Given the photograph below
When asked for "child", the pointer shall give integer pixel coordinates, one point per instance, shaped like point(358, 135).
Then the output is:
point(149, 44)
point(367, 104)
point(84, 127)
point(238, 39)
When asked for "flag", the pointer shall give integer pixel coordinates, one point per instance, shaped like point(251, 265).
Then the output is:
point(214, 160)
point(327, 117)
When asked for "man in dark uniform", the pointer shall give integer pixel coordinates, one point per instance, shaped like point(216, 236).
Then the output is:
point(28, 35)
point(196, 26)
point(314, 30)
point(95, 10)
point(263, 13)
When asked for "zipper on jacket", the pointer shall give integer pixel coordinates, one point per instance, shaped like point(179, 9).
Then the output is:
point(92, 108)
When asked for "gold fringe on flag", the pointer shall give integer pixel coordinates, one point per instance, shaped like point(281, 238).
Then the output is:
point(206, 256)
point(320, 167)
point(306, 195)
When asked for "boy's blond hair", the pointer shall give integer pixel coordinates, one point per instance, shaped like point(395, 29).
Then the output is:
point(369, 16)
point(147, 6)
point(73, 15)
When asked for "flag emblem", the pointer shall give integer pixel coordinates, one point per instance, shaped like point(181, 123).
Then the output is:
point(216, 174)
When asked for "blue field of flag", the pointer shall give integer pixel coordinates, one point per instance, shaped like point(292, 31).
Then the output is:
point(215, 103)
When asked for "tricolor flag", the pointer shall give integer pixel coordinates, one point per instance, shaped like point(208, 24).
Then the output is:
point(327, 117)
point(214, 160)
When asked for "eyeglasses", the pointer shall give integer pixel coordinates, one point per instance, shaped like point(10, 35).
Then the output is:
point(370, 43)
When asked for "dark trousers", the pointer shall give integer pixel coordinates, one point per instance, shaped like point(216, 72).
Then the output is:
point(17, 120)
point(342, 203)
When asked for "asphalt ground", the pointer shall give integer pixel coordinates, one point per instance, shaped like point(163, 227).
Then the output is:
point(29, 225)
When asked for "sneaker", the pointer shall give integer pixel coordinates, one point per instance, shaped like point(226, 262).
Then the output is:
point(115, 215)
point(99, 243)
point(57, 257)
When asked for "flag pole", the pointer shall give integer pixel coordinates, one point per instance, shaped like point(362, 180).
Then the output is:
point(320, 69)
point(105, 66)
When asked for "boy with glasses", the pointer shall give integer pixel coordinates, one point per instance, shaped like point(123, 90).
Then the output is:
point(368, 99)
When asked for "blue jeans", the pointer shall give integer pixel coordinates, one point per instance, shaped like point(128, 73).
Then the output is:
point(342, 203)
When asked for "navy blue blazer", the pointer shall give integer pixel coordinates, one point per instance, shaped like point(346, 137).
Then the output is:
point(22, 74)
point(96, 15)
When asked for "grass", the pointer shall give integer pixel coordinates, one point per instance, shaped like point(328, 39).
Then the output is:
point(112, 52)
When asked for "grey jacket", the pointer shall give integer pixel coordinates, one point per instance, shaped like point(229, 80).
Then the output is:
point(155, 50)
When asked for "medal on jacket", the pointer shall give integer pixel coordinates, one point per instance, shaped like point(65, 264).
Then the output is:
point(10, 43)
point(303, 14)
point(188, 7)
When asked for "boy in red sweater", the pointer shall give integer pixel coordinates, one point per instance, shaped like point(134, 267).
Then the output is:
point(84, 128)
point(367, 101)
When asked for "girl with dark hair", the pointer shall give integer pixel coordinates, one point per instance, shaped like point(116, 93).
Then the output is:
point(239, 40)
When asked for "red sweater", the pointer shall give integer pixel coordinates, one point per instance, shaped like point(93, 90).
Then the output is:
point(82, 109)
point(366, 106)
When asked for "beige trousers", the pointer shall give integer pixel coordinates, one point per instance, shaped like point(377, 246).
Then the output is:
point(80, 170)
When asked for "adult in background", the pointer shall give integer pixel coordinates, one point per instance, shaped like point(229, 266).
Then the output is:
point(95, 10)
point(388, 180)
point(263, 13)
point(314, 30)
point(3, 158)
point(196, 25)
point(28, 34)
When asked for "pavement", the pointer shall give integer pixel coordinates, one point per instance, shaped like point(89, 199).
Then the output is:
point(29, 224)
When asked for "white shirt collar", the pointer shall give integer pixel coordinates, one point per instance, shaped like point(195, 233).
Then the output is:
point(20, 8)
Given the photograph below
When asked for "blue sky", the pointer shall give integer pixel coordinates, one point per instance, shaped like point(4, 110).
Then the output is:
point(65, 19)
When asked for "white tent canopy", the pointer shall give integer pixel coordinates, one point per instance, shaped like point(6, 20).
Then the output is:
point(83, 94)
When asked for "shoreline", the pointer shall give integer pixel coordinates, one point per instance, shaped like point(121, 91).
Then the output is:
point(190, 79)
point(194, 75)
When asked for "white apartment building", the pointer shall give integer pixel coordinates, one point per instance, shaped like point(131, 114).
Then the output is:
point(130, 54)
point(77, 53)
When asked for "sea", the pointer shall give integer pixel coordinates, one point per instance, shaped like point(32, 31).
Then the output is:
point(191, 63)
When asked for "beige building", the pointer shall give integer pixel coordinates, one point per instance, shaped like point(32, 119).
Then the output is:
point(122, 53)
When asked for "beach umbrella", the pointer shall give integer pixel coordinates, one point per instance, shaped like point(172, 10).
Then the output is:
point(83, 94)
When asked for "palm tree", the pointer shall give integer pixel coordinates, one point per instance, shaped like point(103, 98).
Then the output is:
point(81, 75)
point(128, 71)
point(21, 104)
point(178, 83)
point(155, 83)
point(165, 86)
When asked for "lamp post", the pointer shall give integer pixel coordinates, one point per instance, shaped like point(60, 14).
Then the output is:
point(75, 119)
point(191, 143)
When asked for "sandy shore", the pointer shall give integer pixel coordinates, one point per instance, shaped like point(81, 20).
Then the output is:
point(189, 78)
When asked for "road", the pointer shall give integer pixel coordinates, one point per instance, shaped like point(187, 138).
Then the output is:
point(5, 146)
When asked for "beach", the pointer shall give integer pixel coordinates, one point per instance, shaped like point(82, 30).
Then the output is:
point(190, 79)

* * * *

Work item: Scan the listing and report each line where the word "trousers" shows up.

Exercise solution:
When asked for "dark trousers", the pointer shall give integer pixel coordinates, one point per instance, shaped like point(216, 72).
When asked for "beige trousers", the pointer shall give integer pixel coordinates, one point per instance, shaped like point(377, 246).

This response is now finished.